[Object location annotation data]
• • •
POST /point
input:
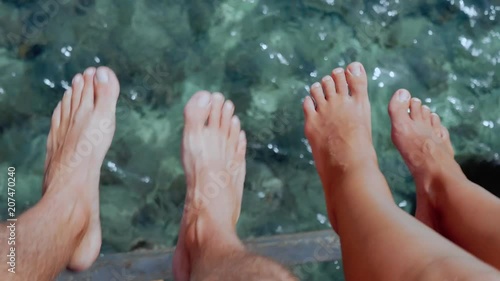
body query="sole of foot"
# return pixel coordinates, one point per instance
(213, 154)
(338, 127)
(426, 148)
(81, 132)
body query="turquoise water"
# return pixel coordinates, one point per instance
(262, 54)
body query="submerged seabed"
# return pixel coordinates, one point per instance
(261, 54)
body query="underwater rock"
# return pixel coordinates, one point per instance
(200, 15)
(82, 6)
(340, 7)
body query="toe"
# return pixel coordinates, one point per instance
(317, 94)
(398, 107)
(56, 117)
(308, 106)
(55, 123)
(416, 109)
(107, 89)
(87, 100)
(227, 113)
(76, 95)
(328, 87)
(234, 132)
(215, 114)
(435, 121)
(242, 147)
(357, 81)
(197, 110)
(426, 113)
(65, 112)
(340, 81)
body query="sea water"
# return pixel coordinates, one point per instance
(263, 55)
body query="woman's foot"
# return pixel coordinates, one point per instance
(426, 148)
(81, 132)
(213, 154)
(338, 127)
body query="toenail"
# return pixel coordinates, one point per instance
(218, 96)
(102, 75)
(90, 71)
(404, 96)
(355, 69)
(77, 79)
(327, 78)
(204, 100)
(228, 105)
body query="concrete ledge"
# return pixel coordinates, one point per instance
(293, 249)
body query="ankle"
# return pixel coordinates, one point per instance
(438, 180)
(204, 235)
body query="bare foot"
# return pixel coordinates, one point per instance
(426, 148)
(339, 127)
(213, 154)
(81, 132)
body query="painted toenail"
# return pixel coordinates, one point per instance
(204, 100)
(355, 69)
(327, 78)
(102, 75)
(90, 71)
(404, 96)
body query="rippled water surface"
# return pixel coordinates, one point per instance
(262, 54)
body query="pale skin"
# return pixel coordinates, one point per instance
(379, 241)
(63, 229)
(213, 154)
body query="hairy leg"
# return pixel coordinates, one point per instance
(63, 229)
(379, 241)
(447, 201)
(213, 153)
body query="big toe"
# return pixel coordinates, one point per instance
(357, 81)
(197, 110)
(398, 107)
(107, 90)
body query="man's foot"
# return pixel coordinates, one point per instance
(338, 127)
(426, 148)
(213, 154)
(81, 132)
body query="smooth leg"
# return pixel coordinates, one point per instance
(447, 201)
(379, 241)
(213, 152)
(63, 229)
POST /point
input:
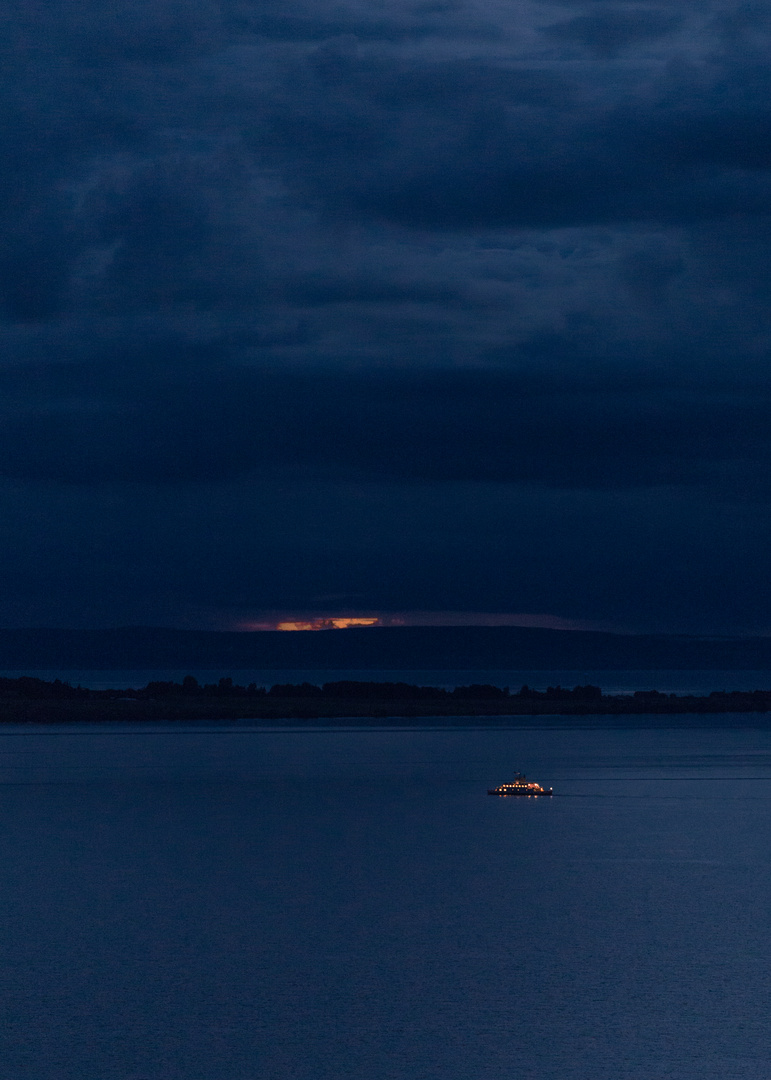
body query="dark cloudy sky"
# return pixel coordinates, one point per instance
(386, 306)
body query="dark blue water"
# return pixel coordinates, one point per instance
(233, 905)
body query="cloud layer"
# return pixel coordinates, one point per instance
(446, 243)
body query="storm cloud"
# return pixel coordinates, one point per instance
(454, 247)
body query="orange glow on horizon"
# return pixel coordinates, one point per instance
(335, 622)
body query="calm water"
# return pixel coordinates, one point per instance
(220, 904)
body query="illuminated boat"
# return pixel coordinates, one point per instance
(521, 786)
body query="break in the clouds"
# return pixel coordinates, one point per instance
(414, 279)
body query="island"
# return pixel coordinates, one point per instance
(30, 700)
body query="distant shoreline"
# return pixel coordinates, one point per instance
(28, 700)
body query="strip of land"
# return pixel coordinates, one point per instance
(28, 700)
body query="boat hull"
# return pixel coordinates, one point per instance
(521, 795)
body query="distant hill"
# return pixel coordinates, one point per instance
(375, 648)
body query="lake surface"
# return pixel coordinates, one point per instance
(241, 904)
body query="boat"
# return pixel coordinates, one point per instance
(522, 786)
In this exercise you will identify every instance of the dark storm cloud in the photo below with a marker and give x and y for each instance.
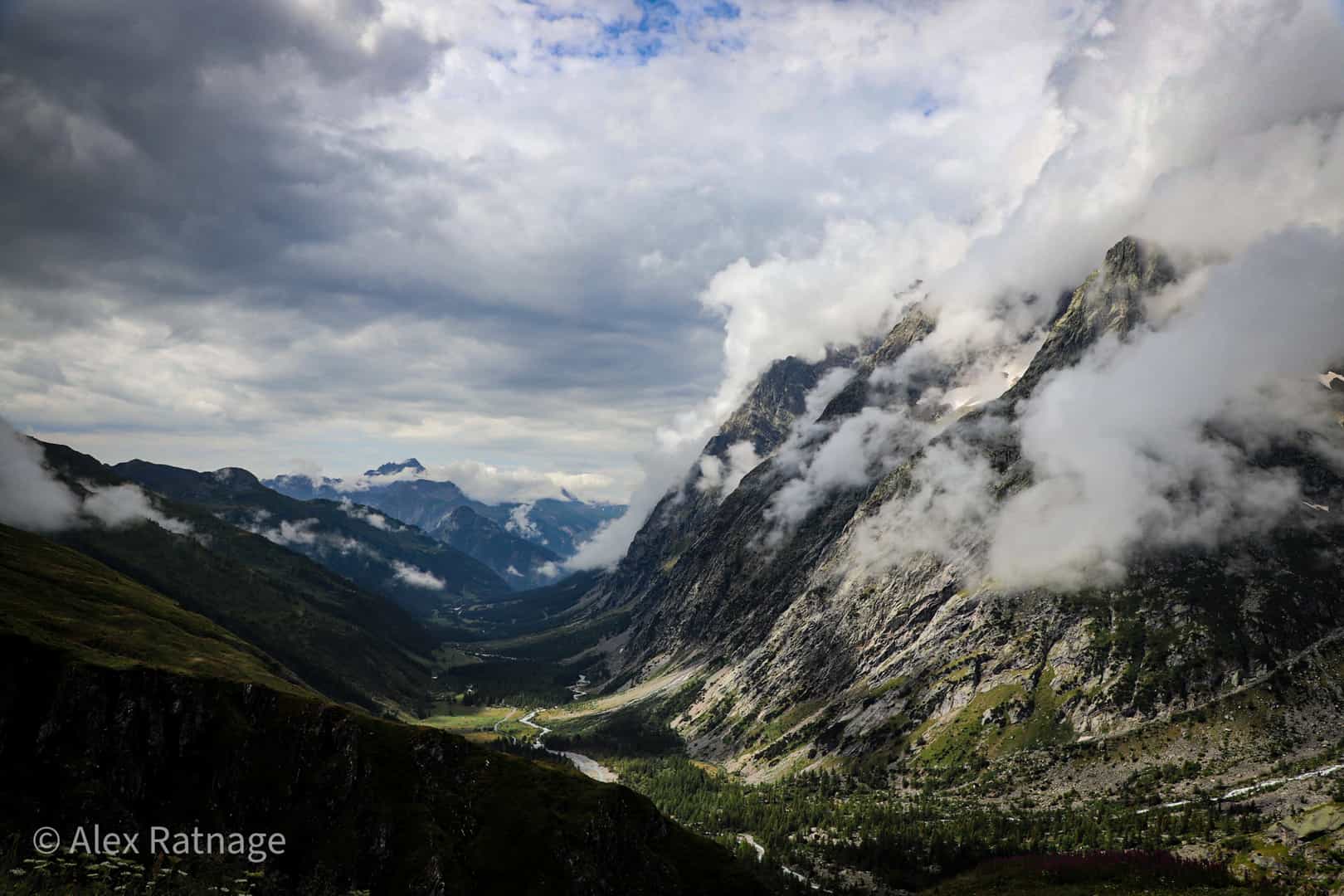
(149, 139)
• • •
Written task: Restate the whole listing above exactly, please, omitting every image.

Answer to the exercise:
POST /point
input:
body query="sole of foot"
# return pixel coordinates, one point per instance
(213, 154)
(338, 127)
(426, 148)
(81, 132)
body query="turquoise water"
# return pixel coordinates, one point per instance
(262, 54)
body query="submerged seabed"
# return pixel coordinates, one point per instance
(261, 54)
body query="underwater rock"
# return pixel coordinates, one point per instance
(200, 15)
(82, 6)
(340, 7)
body query="toe"
# return pixel coordinates, one point per instance
(317, 94)
(398, 107)
(56, 117)
(308, 106)
(55, 123)
(416, 109)
(107, 89)
(87, 100)
(227, 113)
(76, 95)
(328, 87)
(234, 132)
(215, 114)
(435, 121)
(242, 147)
(357, 81)
(197, 110)
(426, 113)
(65, 112)
(340, 81)
body query="sea water"
# return pixel coordinates, one point per instance
(263, 55)
body query="woman's foot"
# return pixel coordinates, one point per instance
(426, 148)
(81, 132)
(213, 154)
(338, 127)
body query="toenail"
# return pixel coordinates, one point per instance
(218, 96)
(102, 75)
(90, 71)
(404, 96)
(355, 69)
(77, 79)
(327, 78)
(204, 100)
(228, 105)
body query="concrete ledge"
# return pixel coordinates, one point per instance
(293, 249)
body query="ankle"
# return pixel coordinates, one point per instance
(438, 180)
(204, 235)
body query="bare foot"
# return pixel coordinates, one point per instance
(426, 148)
(339, 127)
(213, 154)
(81, 132)
body query="painted toenail"
# return pixel coordinates, one point per instance
(204, 100)
(355, 69)
(327, 78)
(102, 75)
(90, 71)
(404, 96)
body query="rippled water surface"
# return pixel coordinates, one point per instance
(262, 54)
body query="pale skin"
# return pixel coordinates, one point per instance
(379, 241)
(63, 229)
(213, 154)
body query="hairy leg"
# return pixel coordinates, one point per instance
(63, 229)
(379, 241)
(447, 201)
(213, 153)
body query="big toe"
# return pixel coordinates, one point per instance
(357, 81)
(197, 110)
(398, 107)
(107, 90)
body query="man's foot"
# return pixel coordinates, one point per instance
(338, 127)
(426, 148)
(213, 154)
(81, 132)
body query="smooth leg"
# return pixel coordinates, one point per instance
(447, 201)
(379, 241)
(213, 152)
(63, 229)
POST /point
input:
body query="dark cloudy sky"
# return pixel coordinates, one point per instance
(386, 306)
body query="dark blue water"
# return pixel coordinates, one point per instance
(233, 905)
body query="cloud layer"
# return pixel coordinates, one point per instance
(446, 243)
body query="storm cloud"
# return pixel coordinates, one point per instance
(454, 247)
body query="orange glow on horizon"
# return pixel coordinates, one point per instance
(335, 622)
body query="calm water"
# return pixel coordinates, one point per instance
(220, 904)
body query="illuminated boat"
# return pixel coordinates, one point per instance
(521, 786)
body query="break in the clouds"
# return pixel coordinates, one point per instance
(414, 279)
body query="island"
# return pixel coordinates, one point per instance
(30, 700)
body query="distant shoreline"
# return pixel coordinates, one point per instance
(28, 700)
body query="strip of land"
# return pixel coordinates, one point per instance
(28, 700)
body query="boat hull"
# return pixel coordinates, one point per instance
(521, 795)
body query="distant hill"
# return pixel coordinates, one point per instance
(375, 648)
body query="lake surface"
# return pixel coordinates, one point per instance
(241, 904)
body query="boat"
# return pixel coordinates, one point per instance
(522, 786)
In this exercise you will identify every instance of the dark storm cloud in the photo below with a marker and give x and y for each instance.
(149, 139)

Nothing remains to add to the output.